---- MATERIAL
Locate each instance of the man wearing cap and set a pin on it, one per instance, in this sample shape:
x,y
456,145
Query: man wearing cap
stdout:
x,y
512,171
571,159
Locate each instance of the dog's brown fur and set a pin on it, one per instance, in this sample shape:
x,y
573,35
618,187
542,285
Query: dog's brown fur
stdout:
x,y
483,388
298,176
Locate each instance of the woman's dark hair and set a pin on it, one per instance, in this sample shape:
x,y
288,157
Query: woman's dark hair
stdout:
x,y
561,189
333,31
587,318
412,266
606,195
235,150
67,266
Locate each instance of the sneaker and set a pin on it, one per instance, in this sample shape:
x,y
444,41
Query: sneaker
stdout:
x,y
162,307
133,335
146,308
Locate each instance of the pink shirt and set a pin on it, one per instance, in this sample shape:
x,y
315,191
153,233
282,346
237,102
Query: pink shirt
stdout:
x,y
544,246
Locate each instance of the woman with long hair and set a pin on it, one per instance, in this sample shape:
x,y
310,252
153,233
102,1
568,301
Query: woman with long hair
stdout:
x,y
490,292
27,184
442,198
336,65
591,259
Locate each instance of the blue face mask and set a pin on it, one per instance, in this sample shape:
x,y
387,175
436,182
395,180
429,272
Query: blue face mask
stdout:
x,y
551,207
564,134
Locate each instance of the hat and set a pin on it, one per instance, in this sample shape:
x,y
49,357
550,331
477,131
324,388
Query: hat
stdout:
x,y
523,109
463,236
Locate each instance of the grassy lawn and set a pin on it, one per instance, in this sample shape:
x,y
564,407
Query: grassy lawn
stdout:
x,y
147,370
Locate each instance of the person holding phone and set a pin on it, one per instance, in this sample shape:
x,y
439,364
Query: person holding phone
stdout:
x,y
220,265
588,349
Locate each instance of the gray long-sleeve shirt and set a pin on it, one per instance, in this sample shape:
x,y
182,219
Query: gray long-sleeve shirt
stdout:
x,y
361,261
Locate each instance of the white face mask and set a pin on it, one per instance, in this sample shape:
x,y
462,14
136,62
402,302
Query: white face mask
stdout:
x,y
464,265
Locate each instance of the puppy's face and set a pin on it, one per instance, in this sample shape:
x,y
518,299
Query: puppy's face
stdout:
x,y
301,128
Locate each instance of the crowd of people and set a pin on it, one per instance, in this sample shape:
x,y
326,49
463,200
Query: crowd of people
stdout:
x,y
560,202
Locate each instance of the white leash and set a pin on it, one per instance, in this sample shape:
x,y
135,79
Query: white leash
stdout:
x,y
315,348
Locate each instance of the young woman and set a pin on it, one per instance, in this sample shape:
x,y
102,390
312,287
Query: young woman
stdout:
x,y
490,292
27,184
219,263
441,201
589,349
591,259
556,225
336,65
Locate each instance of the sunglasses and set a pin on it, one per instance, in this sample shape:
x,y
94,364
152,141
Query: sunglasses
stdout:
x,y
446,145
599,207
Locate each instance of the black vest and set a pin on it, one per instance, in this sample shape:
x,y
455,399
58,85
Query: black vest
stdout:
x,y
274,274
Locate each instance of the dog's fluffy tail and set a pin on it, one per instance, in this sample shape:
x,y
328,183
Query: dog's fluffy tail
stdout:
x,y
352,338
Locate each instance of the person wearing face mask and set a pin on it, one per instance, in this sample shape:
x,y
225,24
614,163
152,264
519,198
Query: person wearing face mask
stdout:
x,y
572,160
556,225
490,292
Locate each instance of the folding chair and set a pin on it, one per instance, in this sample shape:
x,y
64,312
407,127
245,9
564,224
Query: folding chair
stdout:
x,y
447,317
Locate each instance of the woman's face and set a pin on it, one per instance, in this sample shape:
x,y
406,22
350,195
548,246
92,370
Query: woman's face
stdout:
--------
EXERCISE BRIEF:
Produce an exact repeat of the lines from the one containing "Locate each instance of the crowd" through the last line of the data, and nothing more.

EXERCISE ANSWER:
Locate each instance of the crowd of people and set a pin on it, one per instance, in this sample shape:
x,y
326,49
463,200
Query: crowd of people
stdout:
x,y
560,202
Locate each instance of the white leash and set a pin on it, one per instance, in this sample shape:
x,y
135,79
Query: white leash
stdout:
x,y
315,348
Locate each instance of the young woman and set a pin on it, one per instance, in this sample shape:
x,y
102,390
312,287
Query: young woman
stdout:
x,y
490,292
27,184
219,263
441,201
589,349
591,259
556,225
336,65
Locate each instance of the sunglasses and set a pin on it, one per instance, in this sample shape:
x,y
94,364
152,141
Query: sunglasses
stdout:
x,y
446,145
599,207
Locate each instance of the black vest and set a pin on it, one per instance, in this sample shape:
x,y
455,399
58,85
Query: black vest
stdout:
x,y
274,274
Locate each instance of the dog's fluffy tail and set a pin on it, one per instance, in this sample shape:
x,y
328,183
Query: dog's fluffy tail
stdout:
x,y
352,338
Locate each instance of the person wearing face mask and set a pin on it, one per instance, in this sample shape:
x,y
225,24
614,163
152,264
519,198
Query: person wearing face mask
stdout:
x,y
572,160
556,225
490,292
Locate each instance of the folding chair and set a pin on it, one per instance, in this sample shape:
x,y
64,312
407,127
245,9
564,224
Query: folding chair
stdout:
x,y
447,317
Locate each instance of the woman's face and set a pin on it, one per instance, in this sample shape:
x,y
406,22
350,195
548,246
92,370
Query: woman's face
stdout:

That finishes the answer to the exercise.